* _Objective_
Each record below must be returned exactly as shown.

(Records excerpted from a collection)

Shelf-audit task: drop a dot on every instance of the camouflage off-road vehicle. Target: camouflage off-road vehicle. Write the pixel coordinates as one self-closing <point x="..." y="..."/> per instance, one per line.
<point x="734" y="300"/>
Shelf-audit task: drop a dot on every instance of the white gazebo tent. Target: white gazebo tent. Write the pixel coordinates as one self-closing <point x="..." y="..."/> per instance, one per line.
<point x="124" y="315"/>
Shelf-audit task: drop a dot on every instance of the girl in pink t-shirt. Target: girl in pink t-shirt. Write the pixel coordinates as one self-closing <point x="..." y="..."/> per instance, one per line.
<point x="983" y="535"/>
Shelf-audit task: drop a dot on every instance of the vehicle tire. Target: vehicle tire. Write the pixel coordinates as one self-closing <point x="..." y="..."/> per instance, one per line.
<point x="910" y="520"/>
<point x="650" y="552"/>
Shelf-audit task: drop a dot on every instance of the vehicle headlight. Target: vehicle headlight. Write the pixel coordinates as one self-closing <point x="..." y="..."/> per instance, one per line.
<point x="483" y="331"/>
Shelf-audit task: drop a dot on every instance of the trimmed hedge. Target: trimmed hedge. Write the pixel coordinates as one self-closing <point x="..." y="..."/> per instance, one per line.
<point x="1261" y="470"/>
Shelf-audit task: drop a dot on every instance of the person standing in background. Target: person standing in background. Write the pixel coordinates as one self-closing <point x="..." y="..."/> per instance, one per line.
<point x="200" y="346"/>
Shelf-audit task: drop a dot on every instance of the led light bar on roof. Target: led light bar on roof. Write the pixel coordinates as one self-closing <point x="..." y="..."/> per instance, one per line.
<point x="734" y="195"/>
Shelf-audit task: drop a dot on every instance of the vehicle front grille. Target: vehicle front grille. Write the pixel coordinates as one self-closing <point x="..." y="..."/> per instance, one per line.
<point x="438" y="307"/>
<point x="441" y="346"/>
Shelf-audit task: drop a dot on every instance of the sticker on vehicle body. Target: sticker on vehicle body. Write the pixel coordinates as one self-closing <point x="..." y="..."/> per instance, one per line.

* _Right answer_
Shelf-audit task: drop a dot on every instance of the camouflage off-road vehicle. Target: camouflage off-road vehicle. Write the pixel coordinates as one self-closing <point x="..." y="..."/> per instance, one per line.
<point x="734" y="300"/>
Shelf-audit task: drop a dot on every instance of the white gazebo tent. Target: white gazebo tent. Write the pixel coordinates as one self-closing <point x="..." y="..."/> per instance, one per line.
<point x="124" y="315"/>
Shelf-audit task: drop a dot on every instance of the girl in pink t-shirt. Target: girl in pink t-shirt. Write the pixel coordinates as one self-closing <point x="..." y="..."/> per instance, one per line.
<point x="983" y="535"/>
Shelf-audit task: drop a dot on every instance of the vehicle tire. Target: vehicle tire. Write the pixel coordinates as one self-closing <point x="..." y="..."/> per instance, one per line.
<point x="910" y="520"/>
<point x="650" y="552"/>
Shelf-audit task: drop a dot on every instance of the vehicle headlight. Target: vehicle headlight. Write the pixel coordinates as one self-closing <point x="..." y="..."/> per instance, one per line.
<point x="483" y="331"/>
Shelf-audit task: drop a dot on every instance of the trimmed hedge. Target: trimmed hedge. Write the pixel coordinates as one self-closing <point x="..." y="..."/> per instance, one per line.
<point x="1261" y="470"/>
Shelf-audit task: drop a dot on every instance of the person standing in background. Target: person standing in background. Write the pixel coordinates as one self-closing <point x="..." y="..."/> per instance, one per line.
<point x="200" y="346"/>
Shelf-audit task: drop a dot on every instance of the led light bar on roof. Target: led light bar on roof. Write the pixel coordinates as one self-closing <point x="..." y="..."/> per instance, one per line.
<point x="734" y="195"/>
Shelf-audit task: drop a dot on every instance of the vehicle front grille. Target: vehicle front grille. Write the pixel coordinates as one self-closing <point x="..." y="..."/> per instance, one per line.
<point x="438" y="307"/>
<point x="441" y="346"/>
Shelf-audit task: drop a dot on every instance of the sticker on vehicle body. Target: sticker on vehicle body. Write the pixel coordinates as one self-closing <point x="..." y="..."/> per instance, one per line.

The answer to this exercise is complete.